• [Goal of the exercise] Summarize the forum exchange below in three sentences.

• [Passage shown]
Thanks il probably get 650s heard there pretty good. Will probably use them with fiio x7 and k5 ( need to get k5)


----------



## ShreyasMax

majo123 said:


> Thanks il probably get 650s heard there pretty good. Will probably use them with fiio x7 and k5 ( need to get k5)




Now that should be a very good combination. I liked the X7 directly out of the HO with my Fidelio X2, slightly better than when adding E12A to the mix. With K5, the X7 should definitely make the HD650 a force to be reckoned with. 

Enjoy the music, cheers.


----------



## majo123

Thanks...I wanted fidelio x2 but the quality on the Gibson version is awful heard nothing but bad about there version.. Woox version supposed to be OK but not easy to get and Philips have done nothing about it.... So HD 650 instead


----------



## ShreyasMax

majo123 said:


> Thanks...I wanted fidelio x2 but the quality on the Gibson version is awful heard nothing but bad about there version.. Woox version supposed to be OK but not easy to get and Philips have done nothing about it.... So HD 650 instead




Well I wouldn't think the newer batch is inferior in any way, although I myself have WOOX version. Do watch Z reviews on YouTube for additional observations on the newer batch issues, which, apart from non removable ear pads, are non issues as far as I know.

• [Supplied data]

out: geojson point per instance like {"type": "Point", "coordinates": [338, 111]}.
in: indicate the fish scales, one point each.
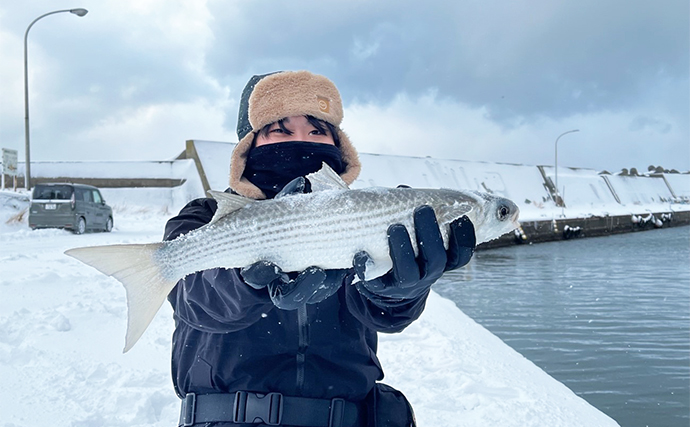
{"type": "Point", "coordinates": [325, 228]}
{"type": "Point", "coordinates": [290, 231]}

• [The answer] majo123 plans to get the HD 650 and use it with a Fiio X7 and K5, and ShreyasMax calls that a very good combination, saying the X7 sounded good straight from its output with a Fidelio X2. majo123 explains that the Fidelio X2 was the first choice but was dropped because of bad reports about the Gibson version and because the Woox version is hard to get. ShreyasMax does not think the newer batch is any worse, suggests Z reviews on YouTube, and says that apart from the non-removable ear pads, its reported problems are non-issues as far as ShreyasMax knows.